◆ Passage to read
When an individual is injured while on the job, one of the first steps toward determining if workers’ compensation is available is evaluating whether the worker can be considered an employee. In many cases, classification as an employee is simple. However, there are a wide range of occupations in California and elsewhere in which a worker a grey area exists over whether a worker is an employee or an independent contractor. An example is found in the case of a woman who received workplace injuries after a gun was fired in the gentleman’s club where she worked as a performer.
The dancer was working at an establishment known as the “Boom Boom Room Studio 54″ in 2008 when a fight broke out. A weapon was fired, and the dancer was struck in the abdomen; she was rushed to a hospital for injuries to her liver, intestines, uterus and pancreas. One of her kidneys had to be removed based on the damage done by the bullet. She filed for workers’ compensation benefits, but the Workers’ Compensation Commission ruled that she was an independent contractor, and therefore not entitled to benefits. The Court of Appeals upheld that decision.
The dancer took the matter before the state’s Supreme Court, which disagreed. The higher court found that the woman was acting as an employee. The reasons for that designation included the fact that the woman was required to review the club’s rule sheet before each shift, was instructed on exactly what degree of nudity was expected and could be fined if she left before finishing any given shift. Also, the dancer was required to pay a tip-out fee each shift, and was required to undergo a search prior to beginning work.
The workplace injuries that this woman sustained were very serious, and she is likely relieved to have this matter finally settled, even if the recent ruling came more than seven years after the incident took place. The case serves as an illustration of the difficulty that certain workers have when seeking workers’ compensation benefits, in California or elsewhere. It is also indicative of the need to take a strong legal stance in such matters from the outset.

◆ Records supplied
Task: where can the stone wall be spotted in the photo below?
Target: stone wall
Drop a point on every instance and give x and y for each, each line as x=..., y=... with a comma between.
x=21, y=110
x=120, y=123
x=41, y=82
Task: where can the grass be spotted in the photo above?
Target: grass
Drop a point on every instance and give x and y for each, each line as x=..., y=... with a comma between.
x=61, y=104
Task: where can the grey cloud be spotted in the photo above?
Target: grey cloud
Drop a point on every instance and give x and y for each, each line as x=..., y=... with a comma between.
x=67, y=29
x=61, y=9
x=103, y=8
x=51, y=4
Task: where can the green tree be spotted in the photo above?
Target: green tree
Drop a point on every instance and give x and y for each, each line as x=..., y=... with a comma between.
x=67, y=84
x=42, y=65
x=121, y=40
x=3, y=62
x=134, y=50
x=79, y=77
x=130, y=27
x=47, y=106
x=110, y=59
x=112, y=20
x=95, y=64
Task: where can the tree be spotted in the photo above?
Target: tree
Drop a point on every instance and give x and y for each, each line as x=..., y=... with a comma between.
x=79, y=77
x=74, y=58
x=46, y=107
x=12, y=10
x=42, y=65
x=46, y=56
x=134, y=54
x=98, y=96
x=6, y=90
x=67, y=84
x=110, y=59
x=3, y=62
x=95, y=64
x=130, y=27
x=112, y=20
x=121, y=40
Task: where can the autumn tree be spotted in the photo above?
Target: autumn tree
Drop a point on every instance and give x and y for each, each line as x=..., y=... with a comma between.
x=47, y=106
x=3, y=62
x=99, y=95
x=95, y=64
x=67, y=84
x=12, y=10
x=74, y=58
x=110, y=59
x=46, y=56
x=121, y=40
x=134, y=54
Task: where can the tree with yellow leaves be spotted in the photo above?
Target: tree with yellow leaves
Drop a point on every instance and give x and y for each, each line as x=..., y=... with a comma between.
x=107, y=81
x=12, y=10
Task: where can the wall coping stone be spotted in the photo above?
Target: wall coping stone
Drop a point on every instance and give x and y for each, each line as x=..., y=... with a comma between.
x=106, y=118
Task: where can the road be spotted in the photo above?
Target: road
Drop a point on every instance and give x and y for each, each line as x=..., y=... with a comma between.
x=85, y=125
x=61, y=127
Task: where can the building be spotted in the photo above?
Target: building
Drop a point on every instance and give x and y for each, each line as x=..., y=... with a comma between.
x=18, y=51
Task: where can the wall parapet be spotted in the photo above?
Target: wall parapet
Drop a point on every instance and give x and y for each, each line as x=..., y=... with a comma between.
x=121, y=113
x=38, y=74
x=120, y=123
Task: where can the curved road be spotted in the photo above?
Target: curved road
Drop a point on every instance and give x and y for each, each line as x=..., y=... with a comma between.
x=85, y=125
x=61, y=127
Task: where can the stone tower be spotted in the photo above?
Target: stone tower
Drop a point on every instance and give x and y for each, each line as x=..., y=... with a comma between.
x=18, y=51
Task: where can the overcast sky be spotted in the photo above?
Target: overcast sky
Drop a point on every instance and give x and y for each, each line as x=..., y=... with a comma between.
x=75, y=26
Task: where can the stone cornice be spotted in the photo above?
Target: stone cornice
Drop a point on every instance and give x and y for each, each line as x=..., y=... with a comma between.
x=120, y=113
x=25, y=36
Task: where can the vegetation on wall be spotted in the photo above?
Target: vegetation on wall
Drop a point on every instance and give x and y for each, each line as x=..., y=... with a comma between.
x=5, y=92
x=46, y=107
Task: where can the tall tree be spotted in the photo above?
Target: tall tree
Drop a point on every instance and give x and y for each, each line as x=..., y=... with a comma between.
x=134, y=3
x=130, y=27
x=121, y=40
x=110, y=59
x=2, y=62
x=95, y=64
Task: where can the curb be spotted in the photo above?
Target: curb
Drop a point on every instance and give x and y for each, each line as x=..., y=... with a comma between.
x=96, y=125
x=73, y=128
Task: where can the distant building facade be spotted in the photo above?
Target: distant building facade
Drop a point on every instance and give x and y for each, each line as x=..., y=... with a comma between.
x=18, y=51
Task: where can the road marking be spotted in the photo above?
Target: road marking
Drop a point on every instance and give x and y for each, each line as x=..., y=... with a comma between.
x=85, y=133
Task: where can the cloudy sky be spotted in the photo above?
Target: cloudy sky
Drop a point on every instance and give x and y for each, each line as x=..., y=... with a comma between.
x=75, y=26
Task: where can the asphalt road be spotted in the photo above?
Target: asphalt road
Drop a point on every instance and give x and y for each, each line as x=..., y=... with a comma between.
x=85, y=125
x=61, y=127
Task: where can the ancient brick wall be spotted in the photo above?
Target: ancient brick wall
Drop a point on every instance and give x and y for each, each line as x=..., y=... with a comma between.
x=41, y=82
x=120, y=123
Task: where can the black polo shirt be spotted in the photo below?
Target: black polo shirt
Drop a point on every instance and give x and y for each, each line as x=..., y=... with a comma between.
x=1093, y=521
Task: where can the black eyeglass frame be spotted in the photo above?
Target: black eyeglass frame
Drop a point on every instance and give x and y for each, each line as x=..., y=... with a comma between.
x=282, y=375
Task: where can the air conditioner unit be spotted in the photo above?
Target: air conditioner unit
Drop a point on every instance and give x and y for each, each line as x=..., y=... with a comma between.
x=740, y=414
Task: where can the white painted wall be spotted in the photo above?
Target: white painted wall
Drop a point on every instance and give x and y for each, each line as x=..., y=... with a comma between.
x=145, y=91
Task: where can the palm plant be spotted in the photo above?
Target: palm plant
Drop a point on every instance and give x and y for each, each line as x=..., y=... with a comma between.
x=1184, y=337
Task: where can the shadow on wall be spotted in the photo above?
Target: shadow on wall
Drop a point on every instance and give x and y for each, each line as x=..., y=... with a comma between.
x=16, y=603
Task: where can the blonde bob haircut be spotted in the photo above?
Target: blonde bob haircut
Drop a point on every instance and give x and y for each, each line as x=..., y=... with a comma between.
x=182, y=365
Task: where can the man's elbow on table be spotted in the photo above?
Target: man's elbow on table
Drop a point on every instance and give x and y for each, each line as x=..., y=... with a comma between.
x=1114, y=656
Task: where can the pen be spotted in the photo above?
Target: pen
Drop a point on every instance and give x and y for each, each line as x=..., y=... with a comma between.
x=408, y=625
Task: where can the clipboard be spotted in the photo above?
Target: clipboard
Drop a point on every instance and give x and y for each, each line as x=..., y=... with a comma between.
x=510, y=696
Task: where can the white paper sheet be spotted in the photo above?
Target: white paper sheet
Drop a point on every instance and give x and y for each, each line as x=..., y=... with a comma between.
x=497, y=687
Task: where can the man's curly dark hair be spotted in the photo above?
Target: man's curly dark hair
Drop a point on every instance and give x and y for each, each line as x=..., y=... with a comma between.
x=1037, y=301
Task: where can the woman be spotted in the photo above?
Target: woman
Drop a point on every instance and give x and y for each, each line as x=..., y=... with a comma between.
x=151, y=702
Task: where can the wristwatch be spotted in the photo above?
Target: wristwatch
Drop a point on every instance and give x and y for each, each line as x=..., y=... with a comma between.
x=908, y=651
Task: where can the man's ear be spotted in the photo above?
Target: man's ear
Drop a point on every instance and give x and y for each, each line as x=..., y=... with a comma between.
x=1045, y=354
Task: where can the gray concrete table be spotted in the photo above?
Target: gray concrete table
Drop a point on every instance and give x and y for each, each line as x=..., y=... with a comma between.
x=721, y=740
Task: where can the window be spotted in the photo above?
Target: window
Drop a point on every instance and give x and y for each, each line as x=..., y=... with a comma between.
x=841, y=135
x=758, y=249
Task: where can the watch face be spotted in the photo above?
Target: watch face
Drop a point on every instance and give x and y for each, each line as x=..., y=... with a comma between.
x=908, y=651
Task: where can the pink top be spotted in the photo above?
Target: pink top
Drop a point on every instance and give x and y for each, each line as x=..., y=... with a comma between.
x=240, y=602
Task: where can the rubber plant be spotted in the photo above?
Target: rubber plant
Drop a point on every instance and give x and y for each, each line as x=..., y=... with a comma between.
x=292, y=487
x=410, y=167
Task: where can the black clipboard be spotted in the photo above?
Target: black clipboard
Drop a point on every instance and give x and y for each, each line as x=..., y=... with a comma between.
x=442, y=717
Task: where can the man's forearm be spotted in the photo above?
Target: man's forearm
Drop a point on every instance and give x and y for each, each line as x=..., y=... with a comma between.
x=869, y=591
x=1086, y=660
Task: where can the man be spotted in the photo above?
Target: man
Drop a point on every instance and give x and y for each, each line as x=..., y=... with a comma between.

◆ Problems to solve
1) What is the Spanish for this sentence from the passage about the injured dancer: "The higher court found that the woman was acting as an employee."
2) Does the passage about the injured dancer agree with each statement? Answer yes or no and quote the deciding words. (a) The bullet struck the dancer in the abdomen. (b) The Court of Appeals reversed the Workers' Compensation Commission's ruling. (c) The dancer could be fined for leaving before her shift was over.

◆ Solutions
1) El tribunal superior determinó que la mujer actuaba como empleada.

2)
(a) Yes: "the dancer was struck in the abdomen"
(b) No: "The Court of Appeals upheld that decision."
(c) Yes: "could be fined if she left before finishing any given shift"